▸ The exercise
State how many lines in the rows below contain the string "surface". Give only the number.

▸ Record excerpts

● ● ● ● ●

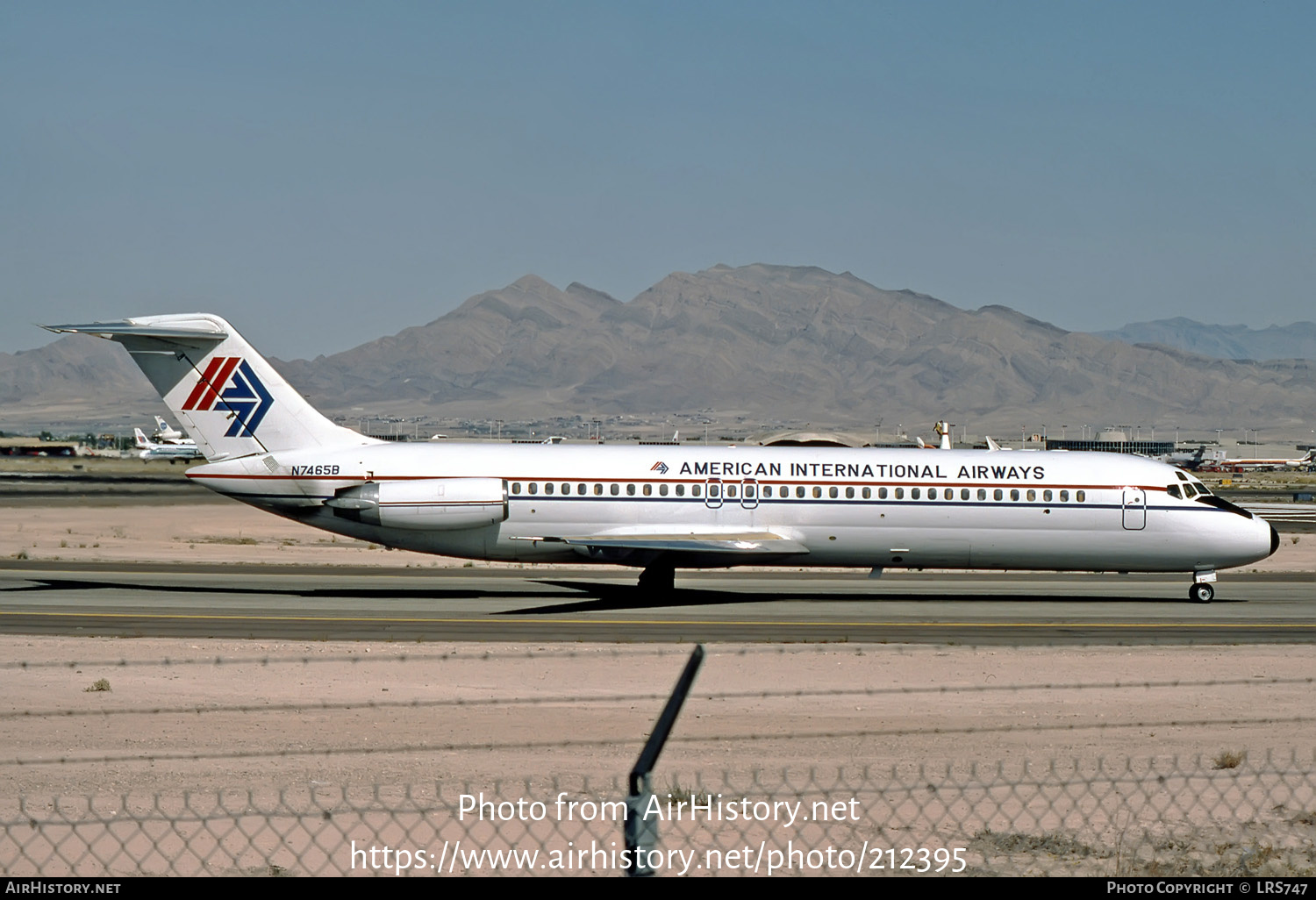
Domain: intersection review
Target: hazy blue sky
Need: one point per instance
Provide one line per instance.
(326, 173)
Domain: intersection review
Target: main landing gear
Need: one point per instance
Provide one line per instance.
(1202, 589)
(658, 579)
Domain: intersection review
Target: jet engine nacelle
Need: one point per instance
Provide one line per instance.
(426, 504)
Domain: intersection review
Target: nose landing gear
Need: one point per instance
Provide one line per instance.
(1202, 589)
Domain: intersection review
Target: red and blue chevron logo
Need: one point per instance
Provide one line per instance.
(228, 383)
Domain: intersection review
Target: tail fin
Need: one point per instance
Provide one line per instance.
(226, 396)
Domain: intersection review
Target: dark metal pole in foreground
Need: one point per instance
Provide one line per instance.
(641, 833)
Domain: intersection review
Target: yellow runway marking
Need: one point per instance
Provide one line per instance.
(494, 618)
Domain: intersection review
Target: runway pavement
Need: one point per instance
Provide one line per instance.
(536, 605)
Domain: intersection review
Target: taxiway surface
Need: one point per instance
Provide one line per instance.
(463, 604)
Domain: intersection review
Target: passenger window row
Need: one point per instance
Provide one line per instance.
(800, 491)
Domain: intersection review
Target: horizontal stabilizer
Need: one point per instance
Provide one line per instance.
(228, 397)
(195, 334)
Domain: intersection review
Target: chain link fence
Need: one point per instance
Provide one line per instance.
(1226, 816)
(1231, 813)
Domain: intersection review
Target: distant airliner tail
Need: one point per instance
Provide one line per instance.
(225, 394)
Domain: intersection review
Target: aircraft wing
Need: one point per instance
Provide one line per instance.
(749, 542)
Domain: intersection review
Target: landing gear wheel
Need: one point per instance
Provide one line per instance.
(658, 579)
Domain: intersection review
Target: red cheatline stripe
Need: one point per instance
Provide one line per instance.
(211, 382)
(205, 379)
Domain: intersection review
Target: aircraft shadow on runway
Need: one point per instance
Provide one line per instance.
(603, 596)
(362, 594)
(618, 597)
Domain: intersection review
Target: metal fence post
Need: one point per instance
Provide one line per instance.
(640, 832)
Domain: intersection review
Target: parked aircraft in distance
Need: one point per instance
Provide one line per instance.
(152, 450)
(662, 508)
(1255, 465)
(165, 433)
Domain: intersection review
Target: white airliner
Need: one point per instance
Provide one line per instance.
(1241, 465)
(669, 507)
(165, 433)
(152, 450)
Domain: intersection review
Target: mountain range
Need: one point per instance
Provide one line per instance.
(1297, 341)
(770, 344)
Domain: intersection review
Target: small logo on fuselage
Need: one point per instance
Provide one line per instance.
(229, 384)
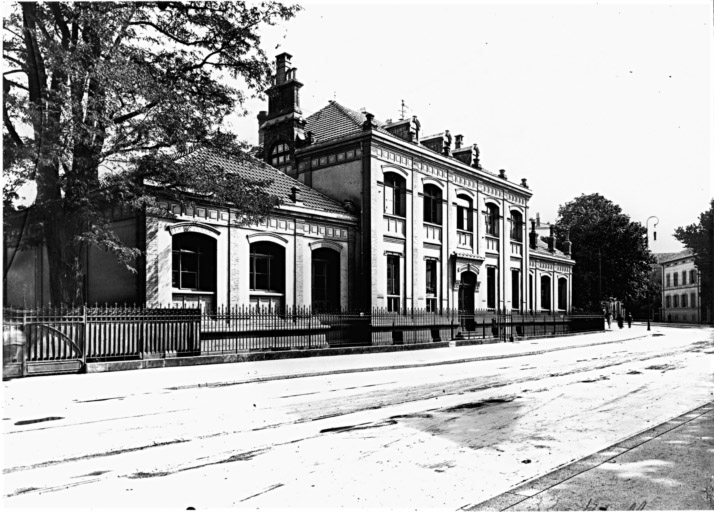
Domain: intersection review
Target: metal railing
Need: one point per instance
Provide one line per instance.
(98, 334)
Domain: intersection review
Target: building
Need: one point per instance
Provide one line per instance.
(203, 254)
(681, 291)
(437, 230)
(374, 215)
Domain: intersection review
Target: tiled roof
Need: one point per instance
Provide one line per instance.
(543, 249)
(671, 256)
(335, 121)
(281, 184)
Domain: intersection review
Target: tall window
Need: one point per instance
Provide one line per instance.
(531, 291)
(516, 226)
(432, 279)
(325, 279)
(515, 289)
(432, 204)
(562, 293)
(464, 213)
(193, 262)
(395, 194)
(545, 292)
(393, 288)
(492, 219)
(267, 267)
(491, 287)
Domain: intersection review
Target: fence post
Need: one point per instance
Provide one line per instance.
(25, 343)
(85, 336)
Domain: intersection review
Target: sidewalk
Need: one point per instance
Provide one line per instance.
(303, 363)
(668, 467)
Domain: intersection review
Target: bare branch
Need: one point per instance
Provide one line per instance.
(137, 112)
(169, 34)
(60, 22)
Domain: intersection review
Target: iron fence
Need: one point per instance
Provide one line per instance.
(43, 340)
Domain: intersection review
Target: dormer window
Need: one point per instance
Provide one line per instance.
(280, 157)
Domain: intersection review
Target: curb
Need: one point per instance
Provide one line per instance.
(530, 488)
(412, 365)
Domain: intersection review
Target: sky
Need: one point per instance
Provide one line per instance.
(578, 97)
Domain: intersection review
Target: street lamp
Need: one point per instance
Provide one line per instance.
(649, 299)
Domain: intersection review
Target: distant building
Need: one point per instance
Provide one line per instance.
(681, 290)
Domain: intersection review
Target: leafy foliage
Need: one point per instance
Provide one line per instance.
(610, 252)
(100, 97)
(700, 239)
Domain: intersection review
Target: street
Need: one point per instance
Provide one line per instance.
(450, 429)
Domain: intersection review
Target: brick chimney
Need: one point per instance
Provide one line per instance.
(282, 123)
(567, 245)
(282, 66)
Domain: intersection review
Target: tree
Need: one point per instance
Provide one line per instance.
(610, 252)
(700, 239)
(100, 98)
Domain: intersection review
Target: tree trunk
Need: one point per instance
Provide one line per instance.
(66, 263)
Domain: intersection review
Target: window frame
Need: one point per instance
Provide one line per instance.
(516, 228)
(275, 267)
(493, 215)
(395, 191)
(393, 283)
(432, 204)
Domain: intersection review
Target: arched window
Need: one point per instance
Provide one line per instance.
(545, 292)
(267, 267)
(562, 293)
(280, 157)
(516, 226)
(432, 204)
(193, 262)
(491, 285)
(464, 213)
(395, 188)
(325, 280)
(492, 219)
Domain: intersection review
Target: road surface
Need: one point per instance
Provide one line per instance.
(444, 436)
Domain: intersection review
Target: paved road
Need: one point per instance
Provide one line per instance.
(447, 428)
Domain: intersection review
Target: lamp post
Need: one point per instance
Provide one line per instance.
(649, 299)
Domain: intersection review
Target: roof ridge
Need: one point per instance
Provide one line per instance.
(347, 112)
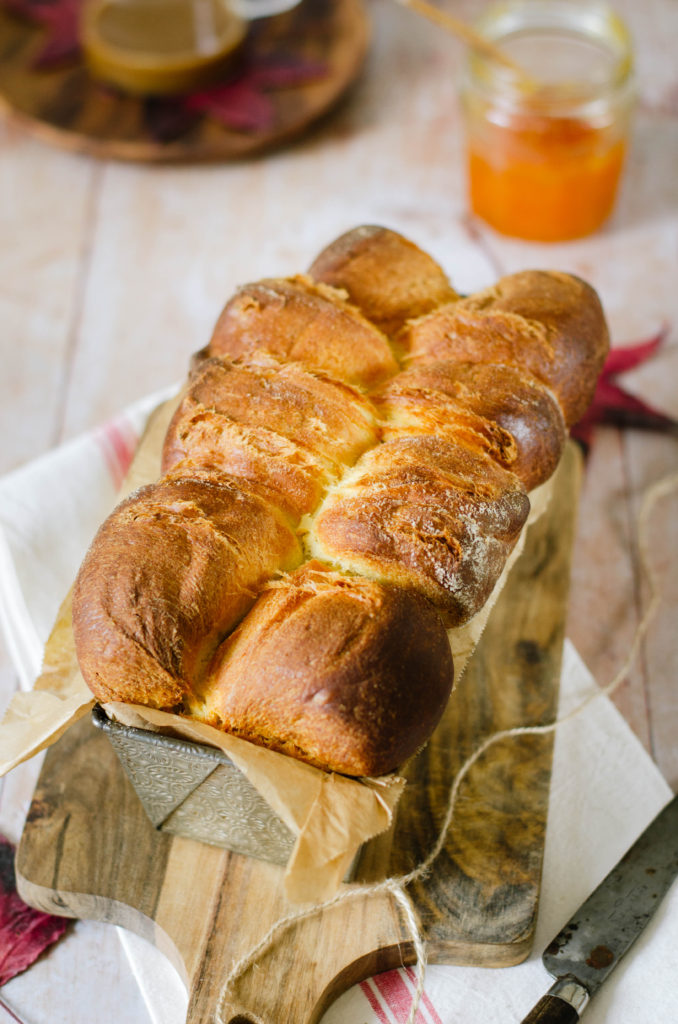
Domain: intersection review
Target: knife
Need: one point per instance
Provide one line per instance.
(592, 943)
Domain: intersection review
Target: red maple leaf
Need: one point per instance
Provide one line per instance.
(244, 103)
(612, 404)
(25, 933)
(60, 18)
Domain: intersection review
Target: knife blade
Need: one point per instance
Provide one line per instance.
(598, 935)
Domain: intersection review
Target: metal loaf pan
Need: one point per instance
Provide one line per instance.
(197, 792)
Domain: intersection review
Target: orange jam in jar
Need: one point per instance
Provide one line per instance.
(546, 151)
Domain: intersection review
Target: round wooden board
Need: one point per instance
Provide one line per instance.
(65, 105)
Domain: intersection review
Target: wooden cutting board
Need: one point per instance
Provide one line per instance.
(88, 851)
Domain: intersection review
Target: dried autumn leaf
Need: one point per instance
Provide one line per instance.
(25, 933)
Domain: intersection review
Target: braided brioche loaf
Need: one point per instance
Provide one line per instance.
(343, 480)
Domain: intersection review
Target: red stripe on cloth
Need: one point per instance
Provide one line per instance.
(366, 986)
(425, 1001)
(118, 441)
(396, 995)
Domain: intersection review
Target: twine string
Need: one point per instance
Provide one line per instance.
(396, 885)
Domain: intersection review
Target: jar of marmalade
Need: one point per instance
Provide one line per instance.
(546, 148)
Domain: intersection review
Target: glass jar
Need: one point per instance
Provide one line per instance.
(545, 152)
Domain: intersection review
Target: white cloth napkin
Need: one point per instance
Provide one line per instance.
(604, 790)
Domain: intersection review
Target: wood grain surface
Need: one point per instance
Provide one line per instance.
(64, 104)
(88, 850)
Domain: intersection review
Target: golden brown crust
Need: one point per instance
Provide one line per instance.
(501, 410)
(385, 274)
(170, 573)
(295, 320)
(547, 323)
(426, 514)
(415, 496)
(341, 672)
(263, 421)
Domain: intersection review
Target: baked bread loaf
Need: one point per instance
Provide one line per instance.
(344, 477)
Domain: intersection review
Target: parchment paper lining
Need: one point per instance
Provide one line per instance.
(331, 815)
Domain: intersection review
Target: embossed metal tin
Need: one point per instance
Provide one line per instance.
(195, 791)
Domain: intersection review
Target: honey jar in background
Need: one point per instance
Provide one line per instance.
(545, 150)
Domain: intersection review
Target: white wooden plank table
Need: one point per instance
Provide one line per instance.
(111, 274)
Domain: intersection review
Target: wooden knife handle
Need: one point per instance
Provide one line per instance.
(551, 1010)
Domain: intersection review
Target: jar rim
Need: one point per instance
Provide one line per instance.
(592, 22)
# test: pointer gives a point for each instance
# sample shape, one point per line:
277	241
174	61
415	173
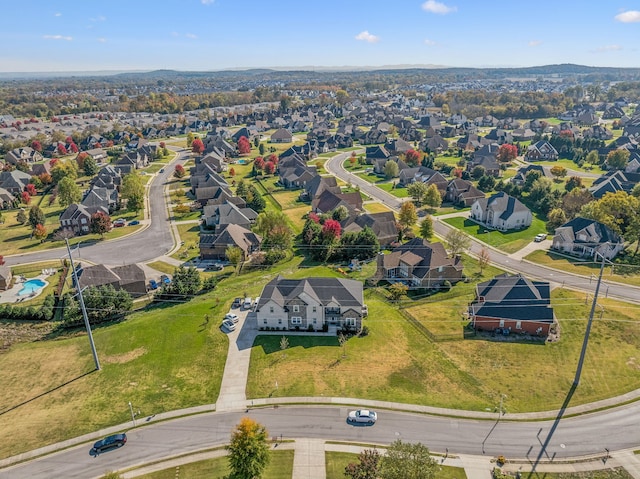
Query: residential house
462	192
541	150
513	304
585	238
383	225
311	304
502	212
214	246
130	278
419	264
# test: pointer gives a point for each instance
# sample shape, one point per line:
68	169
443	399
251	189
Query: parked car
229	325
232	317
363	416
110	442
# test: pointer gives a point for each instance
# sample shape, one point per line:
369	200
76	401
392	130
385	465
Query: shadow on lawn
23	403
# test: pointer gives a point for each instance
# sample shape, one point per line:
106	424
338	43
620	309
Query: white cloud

● ● ● ● ●

▸ Task result
3